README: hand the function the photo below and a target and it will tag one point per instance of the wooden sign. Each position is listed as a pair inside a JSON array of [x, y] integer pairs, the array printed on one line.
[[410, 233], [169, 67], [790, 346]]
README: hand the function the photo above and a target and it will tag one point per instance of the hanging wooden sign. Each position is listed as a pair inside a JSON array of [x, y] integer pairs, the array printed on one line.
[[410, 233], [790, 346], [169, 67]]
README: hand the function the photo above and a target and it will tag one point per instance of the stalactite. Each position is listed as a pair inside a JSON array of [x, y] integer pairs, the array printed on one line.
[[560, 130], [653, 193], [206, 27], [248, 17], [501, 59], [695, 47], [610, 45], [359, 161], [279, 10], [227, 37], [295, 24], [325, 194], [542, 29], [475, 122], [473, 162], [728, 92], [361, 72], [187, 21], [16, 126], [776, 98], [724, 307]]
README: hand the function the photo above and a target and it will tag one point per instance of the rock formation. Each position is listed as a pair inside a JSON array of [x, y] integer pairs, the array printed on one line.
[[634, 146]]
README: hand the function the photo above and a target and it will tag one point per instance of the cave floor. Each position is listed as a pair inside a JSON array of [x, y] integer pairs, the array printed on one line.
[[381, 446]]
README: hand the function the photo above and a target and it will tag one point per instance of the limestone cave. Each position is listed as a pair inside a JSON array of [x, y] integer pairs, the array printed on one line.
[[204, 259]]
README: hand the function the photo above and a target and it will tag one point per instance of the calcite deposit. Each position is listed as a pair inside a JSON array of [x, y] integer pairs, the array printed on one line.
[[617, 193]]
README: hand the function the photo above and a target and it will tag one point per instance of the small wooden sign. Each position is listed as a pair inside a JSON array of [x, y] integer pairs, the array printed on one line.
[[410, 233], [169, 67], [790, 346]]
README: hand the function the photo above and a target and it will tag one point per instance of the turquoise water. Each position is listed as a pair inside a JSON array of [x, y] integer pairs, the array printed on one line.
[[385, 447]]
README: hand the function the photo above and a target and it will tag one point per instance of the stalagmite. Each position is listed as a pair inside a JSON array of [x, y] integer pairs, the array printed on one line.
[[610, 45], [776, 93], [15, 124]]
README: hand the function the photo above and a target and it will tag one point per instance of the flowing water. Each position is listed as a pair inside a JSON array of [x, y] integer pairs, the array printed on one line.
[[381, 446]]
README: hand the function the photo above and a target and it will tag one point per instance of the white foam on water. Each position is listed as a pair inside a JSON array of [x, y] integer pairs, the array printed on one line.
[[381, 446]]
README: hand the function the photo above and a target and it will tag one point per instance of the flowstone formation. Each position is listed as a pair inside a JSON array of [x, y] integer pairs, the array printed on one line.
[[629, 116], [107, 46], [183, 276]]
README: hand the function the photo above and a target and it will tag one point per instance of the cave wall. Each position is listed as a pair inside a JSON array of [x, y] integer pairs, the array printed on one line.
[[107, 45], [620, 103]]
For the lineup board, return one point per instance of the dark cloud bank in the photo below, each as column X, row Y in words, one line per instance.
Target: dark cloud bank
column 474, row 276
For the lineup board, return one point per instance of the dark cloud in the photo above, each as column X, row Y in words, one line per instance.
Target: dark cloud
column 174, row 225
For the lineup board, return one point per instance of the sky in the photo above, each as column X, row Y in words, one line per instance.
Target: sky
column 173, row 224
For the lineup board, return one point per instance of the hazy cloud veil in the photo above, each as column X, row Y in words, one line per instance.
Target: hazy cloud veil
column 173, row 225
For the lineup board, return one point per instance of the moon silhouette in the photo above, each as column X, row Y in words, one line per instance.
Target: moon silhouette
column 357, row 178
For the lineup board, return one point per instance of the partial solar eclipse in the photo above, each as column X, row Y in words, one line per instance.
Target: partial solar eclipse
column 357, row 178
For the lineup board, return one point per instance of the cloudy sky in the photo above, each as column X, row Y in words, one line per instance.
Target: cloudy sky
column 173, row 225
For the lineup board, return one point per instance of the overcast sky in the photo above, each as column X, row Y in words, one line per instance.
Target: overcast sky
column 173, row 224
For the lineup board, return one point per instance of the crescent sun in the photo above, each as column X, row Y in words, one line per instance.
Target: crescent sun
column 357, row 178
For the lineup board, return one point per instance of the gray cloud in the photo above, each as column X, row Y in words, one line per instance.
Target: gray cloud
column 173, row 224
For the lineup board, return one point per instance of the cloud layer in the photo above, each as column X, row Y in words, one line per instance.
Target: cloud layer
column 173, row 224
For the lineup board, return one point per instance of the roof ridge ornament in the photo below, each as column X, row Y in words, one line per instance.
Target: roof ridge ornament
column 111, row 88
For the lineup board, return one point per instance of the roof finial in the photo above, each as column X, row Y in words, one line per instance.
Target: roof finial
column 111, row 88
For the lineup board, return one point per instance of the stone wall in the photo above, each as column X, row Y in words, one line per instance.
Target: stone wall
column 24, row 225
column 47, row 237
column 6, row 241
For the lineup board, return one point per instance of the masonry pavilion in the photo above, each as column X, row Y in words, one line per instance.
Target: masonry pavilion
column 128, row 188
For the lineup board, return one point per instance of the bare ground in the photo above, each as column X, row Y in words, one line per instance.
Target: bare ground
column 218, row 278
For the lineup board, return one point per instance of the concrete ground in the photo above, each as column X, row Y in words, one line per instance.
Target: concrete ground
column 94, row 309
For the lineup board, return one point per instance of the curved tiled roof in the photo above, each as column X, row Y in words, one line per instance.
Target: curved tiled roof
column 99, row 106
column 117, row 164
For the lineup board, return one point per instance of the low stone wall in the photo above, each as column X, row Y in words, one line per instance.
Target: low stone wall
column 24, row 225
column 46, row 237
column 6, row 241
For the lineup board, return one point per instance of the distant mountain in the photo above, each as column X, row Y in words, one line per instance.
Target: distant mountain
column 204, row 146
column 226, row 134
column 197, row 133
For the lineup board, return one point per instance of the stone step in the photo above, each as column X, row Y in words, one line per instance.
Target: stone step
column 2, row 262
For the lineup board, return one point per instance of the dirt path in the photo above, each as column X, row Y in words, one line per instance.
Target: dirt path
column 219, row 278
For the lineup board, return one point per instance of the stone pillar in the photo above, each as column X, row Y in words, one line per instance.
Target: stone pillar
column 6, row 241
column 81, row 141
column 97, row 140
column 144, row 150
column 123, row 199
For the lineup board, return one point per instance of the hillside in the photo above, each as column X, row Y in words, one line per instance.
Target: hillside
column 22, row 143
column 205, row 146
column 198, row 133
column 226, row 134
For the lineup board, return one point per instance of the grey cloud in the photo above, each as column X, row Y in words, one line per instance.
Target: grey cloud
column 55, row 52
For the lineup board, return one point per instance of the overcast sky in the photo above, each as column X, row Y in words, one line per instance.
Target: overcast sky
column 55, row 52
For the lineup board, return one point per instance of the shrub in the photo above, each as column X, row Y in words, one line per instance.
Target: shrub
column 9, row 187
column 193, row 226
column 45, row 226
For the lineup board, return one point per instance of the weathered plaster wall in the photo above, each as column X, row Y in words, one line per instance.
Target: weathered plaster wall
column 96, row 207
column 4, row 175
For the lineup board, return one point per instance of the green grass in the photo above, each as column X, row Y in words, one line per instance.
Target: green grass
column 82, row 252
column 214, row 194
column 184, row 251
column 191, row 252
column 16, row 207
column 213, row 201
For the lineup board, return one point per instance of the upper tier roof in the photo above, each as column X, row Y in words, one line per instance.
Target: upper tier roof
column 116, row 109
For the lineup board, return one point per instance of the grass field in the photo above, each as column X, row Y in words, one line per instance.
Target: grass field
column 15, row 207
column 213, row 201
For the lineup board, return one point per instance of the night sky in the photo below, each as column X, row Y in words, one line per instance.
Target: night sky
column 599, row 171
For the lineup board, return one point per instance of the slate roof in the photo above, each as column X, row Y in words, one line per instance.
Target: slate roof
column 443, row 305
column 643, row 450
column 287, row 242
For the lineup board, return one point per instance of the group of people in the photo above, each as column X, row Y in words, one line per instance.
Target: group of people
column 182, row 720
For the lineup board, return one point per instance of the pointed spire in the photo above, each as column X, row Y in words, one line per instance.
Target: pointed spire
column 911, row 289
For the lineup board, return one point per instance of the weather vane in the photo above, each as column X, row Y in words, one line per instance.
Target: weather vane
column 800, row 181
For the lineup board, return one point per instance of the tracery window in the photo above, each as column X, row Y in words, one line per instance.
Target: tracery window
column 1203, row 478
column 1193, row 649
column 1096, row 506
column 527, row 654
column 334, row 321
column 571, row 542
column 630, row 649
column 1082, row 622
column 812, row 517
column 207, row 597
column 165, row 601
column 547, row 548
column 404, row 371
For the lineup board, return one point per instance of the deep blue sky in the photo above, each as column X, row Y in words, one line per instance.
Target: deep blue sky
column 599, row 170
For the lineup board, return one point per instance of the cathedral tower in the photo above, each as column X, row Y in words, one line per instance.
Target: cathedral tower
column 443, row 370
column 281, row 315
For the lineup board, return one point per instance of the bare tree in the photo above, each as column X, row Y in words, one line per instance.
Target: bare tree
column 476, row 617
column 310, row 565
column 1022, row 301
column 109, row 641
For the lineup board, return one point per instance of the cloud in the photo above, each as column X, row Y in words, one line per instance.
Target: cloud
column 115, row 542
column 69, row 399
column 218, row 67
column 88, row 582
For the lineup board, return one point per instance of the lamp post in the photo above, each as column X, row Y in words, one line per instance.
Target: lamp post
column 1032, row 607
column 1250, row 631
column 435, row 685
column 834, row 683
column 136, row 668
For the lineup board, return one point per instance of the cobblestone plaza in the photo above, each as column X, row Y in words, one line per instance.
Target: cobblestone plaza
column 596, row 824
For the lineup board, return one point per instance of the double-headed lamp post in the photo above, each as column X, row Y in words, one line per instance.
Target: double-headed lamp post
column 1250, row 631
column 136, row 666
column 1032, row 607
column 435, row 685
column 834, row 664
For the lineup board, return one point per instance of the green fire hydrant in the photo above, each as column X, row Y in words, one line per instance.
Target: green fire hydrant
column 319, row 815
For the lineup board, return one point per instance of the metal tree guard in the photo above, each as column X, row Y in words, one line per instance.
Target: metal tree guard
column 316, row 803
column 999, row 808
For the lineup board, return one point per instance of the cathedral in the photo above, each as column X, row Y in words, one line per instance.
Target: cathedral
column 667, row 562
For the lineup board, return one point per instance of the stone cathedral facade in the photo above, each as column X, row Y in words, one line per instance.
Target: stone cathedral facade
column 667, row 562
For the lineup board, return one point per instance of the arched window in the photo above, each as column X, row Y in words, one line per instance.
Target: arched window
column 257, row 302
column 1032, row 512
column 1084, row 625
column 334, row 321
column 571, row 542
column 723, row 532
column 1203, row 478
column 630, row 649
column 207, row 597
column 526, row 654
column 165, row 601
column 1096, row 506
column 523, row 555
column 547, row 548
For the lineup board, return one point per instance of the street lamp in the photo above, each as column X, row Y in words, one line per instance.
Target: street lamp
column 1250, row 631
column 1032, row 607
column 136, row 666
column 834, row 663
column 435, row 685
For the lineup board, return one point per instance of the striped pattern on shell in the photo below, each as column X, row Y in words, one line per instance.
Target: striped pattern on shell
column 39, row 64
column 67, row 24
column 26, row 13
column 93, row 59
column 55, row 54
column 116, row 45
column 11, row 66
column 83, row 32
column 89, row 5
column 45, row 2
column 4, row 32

--

▸ **WHAT TO PRODUCE**:
Rewrite everything from the line containing "of the calcite" down to the line containing "[[617, 193]]", both lines included, as a two-column CSV with the header input,output. Give each row one line, with its text under input and its answer under output, each in a single quoted field with line breaks turned into spaces.

▸ **PROBLEM SOLUTION**:
input,output
"README: hand the function the photo above and a target and it will tag one point per instance of the calcite deposit. Each position is listed as a pair inside a JSON array of [x, y] integer pairs, the array printed on one line.","[[617, 193]]"